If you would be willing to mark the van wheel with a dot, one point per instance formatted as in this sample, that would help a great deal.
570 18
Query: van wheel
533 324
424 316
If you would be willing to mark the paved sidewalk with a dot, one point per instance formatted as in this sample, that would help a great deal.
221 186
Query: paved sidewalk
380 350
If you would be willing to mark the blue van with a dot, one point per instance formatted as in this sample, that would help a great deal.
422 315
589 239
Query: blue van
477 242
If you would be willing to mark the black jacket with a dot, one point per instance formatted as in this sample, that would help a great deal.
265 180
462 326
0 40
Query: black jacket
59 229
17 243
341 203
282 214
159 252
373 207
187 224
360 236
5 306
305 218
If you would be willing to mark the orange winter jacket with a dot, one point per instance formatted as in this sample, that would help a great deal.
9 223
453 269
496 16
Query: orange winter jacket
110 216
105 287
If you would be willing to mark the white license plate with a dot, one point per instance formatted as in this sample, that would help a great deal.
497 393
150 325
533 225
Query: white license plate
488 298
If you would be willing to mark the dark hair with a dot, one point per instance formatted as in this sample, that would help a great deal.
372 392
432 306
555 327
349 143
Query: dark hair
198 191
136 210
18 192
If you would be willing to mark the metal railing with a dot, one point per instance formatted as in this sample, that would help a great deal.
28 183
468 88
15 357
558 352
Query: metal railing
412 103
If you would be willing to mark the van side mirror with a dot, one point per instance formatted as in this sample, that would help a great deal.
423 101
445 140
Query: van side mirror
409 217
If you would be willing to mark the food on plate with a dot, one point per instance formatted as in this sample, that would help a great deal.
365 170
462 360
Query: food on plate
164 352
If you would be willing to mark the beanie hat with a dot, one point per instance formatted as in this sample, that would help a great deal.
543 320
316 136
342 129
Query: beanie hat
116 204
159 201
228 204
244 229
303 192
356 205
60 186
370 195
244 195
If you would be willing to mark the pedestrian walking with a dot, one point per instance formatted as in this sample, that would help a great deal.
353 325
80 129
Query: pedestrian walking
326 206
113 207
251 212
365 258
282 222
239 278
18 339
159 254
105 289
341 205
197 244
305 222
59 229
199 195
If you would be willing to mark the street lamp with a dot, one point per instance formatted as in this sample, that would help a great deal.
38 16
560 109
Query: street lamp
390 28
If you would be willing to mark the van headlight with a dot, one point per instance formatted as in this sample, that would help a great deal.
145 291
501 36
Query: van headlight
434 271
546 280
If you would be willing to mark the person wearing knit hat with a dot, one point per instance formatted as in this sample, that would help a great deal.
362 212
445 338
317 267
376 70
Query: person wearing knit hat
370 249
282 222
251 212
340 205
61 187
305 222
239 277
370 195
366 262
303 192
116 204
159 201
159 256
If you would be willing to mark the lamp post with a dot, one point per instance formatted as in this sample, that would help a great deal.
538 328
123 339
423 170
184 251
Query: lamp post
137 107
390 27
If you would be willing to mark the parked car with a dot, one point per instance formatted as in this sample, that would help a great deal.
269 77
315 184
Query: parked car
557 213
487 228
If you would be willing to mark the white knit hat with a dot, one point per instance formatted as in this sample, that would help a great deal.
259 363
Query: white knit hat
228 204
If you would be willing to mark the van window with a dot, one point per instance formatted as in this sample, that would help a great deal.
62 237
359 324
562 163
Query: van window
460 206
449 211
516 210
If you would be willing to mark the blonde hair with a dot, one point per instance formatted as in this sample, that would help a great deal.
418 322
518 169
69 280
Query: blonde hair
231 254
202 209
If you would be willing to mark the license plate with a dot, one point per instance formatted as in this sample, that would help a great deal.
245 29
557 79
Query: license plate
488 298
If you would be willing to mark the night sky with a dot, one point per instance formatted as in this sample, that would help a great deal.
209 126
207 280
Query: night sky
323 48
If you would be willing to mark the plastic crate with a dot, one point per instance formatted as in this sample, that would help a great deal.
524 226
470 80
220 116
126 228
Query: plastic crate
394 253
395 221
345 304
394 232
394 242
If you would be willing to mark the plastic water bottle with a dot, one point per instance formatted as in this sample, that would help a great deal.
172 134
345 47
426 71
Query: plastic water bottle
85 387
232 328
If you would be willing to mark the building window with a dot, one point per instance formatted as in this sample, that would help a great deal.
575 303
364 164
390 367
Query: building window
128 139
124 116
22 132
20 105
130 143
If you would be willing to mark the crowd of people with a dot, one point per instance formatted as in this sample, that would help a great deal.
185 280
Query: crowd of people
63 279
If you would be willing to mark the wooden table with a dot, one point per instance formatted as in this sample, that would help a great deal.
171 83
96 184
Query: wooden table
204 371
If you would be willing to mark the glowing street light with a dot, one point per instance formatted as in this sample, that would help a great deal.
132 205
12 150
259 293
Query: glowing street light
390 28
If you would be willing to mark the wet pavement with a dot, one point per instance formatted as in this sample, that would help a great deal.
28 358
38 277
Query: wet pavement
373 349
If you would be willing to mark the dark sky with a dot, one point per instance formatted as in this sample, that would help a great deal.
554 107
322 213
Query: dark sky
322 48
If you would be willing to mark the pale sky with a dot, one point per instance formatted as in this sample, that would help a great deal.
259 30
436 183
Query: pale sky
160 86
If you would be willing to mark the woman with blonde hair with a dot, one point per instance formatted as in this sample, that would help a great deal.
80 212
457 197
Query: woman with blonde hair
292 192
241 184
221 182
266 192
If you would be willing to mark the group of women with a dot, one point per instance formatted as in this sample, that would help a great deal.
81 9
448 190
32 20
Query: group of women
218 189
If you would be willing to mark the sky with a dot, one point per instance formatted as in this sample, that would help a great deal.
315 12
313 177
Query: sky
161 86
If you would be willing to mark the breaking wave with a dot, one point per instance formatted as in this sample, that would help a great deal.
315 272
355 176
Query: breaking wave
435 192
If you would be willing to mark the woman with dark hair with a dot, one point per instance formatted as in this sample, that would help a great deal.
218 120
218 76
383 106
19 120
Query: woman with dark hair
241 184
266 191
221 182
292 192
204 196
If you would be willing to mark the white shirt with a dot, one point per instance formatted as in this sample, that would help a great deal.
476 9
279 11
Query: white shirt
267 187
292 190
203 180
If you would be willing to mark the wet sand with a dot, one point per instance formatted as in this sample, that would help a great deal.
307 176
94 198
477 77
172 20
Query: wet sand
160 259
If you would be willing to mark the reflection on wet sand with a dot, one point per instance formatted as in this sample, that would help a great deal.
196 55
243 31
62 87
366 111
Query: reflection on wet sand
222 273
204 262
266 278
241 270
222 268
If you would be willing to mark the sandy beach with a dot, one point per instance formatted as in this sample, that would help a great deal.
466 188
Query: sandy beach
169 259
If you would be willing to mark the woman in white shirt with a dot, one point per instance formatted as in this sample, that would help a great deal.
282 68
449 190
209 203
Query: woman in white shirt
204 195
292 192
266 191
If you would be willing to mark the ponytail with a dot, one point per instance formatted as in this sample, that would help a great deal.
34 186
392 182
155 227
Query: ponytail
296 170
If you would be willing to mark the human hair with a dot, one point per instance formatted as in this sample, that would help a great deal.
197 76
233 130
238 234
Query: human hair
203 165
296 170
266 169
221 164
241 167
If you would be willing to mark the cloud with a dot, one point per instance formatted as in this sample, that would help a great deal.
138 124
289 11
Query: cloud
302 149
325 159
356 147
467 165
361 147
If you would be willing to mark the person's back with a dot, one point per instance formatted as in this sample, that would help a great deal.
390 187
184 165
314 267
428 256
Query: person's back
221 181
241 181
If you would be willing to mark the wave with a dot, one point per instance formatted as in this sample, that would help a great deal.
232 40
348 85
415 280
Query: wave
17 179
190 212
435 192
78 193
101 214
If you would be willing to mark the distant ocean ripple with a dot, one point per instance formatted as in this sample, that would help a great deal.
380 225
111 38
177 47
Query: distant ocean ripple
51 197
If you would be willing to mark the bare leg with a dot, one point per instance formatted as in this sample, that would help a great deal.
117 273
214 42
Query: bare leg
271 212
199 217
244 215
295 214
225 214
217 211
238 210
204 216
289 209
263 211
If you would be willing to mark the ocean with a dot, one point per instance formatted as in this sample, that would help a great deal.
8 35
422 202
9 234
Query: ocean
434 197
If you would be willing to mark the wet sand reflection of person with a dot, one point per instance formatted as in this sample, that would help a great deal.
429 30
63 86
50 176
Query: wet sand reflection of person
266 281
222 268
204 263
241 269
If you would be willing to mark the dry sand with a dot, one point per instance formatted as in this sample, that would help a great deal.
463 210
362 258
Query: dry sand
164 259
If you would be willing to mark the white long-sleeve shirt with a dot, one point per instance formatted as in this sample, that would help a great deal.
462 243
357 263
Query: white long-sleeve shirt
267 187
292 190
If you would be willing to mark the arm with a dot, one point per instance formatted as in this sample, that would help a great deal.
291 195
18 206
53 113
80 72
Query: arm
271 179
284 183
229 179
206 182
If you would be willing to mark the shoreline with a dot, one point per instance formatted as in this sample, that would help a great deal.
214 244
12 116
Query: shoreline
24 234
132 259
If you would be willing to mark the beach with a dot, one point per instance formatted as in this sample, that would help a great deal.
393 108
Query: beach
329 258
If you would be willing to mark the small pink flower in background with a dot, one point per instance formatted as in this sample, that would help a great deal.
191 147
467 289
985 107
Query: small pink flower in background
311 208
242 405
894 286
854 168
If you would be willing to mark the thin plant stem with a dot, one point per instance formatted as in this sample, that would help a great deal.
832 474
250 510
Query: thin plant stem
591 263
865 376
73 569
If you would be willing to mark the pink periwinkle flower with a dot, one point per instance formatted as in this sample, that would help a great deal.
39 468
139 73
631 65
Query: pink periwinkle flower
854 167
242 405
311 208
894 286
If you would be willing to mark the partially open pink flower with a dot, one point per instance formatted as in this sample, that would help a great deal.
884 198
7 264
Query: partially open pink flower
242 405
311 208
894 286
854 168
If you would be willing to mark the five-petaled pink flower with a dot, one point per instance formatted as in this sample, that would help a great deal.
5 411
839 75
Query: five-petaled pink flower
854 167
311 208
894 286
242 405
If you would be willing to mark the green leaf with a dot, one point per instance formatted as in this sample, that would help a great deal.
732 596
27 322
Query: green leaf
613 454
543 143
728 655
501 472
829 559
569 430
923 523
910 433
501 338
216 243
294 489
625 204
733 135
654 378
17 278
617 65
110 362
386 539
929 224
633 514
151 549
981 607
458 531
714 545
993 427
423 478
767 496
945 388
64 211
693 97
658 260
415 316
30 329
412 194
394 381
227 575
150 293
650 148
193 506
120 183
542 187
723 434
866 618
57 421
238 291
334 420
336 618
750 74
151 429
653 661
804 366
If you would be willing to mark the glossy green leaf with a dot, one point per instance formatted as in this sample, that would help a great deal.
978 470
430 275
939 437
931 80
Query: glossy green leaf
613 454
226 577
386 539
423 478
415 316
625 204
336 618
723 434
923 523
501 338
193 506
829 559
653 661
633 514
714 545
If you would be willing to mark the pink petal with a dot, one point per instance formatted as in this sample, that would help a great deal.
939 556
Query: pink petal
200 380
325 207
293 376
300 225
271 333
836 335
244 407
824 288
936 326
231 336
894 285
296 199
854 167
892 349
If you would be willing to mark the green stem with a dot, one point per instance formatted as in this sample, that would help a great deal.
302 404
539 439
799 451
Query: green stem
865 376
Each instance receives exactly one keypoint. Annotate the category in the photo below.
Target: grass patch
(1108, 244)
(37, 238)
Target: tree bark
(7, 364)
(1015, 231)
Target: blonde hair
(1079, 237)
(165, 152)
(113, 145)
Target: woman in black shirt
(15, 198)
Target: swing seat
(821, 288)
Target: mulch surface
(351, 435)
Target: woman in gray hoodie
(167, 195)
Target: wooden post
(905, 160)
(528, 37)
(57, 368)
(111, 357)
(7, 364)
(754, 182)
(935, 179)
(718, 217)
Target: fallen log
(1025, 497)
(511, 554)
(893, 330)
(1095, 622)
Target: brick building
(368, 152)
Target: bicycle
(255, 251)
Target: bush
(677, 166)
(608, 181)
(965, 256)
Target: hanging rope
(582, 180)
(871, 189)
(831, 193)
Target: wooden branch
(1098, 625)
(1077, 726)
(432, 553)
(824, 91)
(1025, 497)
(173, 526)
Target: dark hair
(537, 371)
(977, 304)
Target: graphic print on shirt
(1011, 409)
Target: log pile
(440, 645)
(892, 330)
+-------+
• **Instruction**
Reproduce every line above, from the line containing "Target: fallen log" down to the end of the items, keeping each request unchanged and shifting every coordinate in the answers by -102.

• **In response**
Target: fallen log
(923, 395)
(409, 452)
(791, 228)
(993, 520)
Target: brick building
(266, 50)
Target: bicycle
(153, 149)
Target: bush
(575, 64)
(506, 79)
(863, 154)
Target: hanging rope
(480, 78)
(769, 87)
(729, 91)
Target: wooden branch
(996, 523)
(975, 624)
(330, 451)
(722, -11)
(923, 395)
(71, 424)
Target: dark hair
(435, 269)
(875, 202)
Target: graphic print on shirt
(909, 307)
Target: log pile
(338, 543)
(790, 228)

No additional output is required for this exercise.